Directions:
Copy out each line exactly as it appears.

(Dataset items)

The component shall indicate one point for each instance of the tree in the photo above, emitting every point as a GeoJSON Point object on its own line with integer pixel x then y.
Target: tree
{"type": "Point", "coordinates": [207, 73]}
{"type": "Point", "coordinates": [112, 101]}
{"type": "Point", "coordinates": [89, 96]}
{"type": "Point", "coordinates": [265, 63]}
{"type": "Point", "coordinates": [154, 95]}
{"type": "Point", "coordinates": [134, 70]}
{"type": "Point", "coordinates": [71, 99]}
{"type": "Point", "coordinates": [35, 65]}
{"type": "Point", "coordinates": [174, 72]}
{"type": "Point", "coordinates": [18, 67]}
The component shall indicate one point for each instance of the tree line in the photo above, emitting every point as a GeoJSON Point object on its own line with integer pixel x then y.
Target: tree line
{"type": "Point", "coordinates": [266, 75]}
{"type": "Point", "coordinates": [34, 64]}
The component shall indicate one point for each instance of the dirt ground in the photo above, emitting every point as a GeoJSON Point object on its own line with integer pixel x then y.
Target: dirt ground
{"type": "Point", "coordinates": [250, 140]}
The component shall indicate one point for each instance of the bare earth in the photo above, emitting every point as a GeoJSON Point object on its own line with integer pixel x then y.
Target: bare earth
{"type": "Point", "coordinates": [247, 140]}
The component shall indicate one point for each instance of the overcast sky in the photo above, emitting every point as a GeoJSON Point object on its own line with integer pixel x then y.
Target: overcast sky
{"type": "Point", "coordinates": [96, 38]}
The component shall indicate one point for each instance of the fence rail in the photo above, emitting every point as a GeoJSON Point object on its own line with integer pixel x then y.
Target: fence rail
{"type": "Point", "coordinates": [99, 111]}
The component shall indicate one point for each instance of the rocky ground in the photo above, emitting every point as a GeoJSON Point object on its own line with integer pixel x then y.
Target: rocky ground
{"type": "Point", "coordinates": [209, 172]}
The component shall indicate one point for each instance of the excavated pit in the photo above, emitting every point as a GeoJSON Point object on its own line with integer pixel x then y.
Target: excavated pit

Result for this task:
The component shall indicate one point for each instance of the tree in the photo above, emitting every point as a GeoJSON Point object on its own line with integer pixel x then y.
Target: tree
{"type": "Point", "coordinates": [207, 73]}
{"type": "Point", "coordinates": [112, 101]}
{"type": "Point", "coordinates": [89, 96]}
{"type": "Point", "coordinates": [265, 63]}
{"type": "Point", "coordinates": [154, 95]}
{"type": "Point", "coordinates": [134, 70]}
{"type": "Point", "coordinates": [71, 99]}
{"type": "Point", "coordinates": [35, 65]}
{"type": "Point", "coordinates": [174, 72]}
{"type": "Point", "coordinates": [18, 67]}
The component shall indicate one point for each instance of the tree line in the photo above, emitting every point as a GeoJSON Point object on its own line with integer pixel x then y.
Target: tree line
{"type": "Point", "coordinates": [266, 75]}
{"type": "Point", "coordinates": [34, 64]}
The component shall indicate one point for each instance of the dirt ground in the photo above, emitting every point as a GeoJSON Point object on its own line with integer pixel x then y.
Target: dirt ground
{"type": "Point", "coordinates": [250, 140]}
The component shall indicate one point for each instance of the bare earth in the photo above, emitting every point as a GeoJSON Point object on its own line with integer pixel x then y.
Target: bare earth
{"type": "Point", "coordinates": [247, 140]}
The component shall indicate one point for each instance of the overcast sky in the photo above, emitting every point as a GeoJSON Point object on its own line with integer pixel x then y.
Target: overcast sky
{"type": "Point", "coordinates": [96, 38]}
The component shall indicate one point for each instance of the fence rail in the photo above, emitting every point as a GeoJSON Point object on its own line with integer pixel x then y.
Target: fence rail
{"type": "Point", "coordinates": [99, 111]}
The component shall indicate one point for each instance of the rocky ground in the photo above, emitting every point as a GeoJSON Point object on its own line with integer pixel x then y.
Target: rocky ground
{"type": "Point", "coordinates": [209, 172]}
The component shall indicate one point for each instance of the excavated pit in the photo above, emitting every point as a GeoJSON Point object on its own line with integer pixel x then y.
Target: excavated pit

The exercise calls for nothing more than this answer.